Exercise description:
Copy all lines below that use the word "screen".

Natural-language object grounding data
▽
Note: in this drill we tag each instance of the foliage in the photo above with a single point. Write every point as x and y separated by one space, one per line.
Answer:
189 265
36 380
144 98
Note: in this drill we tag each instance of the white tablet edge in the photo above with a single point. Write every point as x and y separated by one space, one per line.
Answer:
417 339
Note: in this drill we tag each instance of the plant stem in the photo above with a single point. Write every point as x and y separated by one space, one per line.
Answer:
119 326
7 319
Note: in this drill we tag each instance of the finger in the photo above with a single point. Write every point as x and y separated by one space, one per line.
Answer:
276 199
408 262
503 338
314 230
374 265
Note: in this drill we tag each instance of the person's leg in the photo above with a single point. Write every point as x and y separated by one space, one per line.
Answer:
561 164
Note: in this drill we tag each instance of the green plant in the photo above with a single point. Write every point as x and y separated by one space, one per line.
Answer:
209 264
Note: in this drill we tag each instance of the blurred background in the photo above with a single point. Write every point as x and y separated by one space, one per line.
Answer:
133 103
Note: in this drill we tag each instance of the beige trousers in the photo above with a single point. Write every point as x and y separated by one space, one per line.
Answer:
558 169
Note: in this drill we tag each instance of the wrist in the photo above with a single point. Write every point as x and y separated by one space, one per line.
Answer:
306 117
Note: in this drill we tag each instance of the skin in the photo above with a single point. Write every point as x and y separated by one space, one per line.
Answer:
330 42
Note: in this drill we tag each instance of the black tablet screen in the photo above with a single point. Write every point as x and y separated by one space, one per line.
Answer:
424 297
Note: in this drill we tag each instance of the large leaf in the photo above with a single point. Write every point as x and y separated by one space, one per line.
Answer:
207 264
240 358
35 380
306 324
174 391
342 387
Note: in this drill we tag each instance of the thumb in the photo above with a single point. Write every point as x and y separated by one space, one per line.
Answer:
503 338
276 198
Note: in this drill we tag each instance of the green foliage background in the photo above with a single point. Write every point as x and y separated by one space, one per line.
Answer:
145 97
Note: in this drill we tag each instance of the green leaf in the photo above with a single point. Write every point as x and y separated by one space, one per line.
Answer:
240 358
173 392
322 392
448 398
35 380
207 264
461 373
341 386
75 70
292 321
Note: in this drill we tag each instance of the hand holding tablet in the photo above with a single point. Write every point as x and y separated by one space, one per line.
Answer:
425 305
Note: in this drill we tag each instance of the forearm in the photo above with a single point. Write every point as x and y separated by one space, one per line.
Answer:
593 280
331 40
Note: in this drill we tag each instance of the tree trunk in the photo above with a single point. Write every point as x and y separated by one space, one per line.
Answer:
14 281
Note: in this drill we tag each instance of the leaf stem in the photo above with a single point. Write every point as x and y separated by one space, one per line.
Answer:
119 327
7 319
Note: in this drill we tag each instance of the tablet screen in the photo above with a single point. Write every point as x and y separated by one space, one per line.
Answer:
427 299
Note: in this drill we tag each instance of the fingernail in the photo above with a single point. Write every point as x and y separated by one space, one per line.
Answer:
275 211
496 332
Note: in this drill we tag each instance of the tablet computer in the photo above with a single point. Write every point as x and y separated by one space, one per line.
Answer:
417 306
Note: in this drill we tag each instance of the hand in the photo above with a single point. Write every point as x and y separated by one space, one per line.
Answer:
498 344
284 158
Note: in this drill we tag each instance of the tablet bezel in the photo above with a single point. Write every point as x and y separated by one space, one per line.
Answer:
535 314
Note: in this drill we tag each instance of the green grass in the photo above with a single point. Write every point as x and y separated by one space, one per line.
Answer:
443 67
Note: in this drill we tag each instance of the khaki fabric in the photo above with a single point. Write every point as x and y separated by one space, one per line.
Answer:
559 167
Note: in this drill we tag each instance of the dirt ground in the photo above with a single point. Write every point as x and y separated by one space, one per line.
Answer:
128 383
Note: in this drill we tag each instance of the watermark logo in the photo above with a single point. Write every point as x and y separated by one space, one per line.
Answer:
△
Result of the exercise:
Note: in this drill we tag each instance of the black tablet screen in the photo above with a single point. Write every point as x and y separated by one space, one per line.
Note: in this drill we tag each instance of the tablet screen in the photo above with a single point. Write every point as x and y separated by one space, one per line.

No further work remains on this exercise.